* DATA LISTING
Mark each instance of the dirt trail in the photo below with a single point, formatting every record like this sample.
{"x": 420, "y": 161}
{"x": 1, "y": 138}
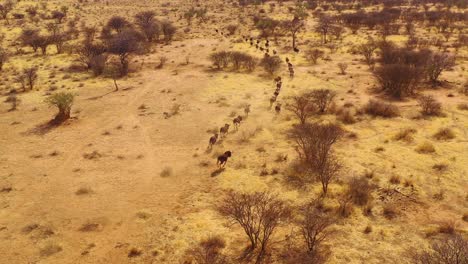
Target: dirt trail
{"x": 133, "y": 147}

* AIM OF THE EXERCISE
The output should consist of the records above, reproduced exactly, without pictures.

* ANSWER AREA
Mark each instance of the dirt trail in the photo below with a single point, formatting every record like this sample.
{"x": 420, "y": 161}
{"x": 1, "y": 138}
Target: dirt trail
{"x": 133, "y": 147}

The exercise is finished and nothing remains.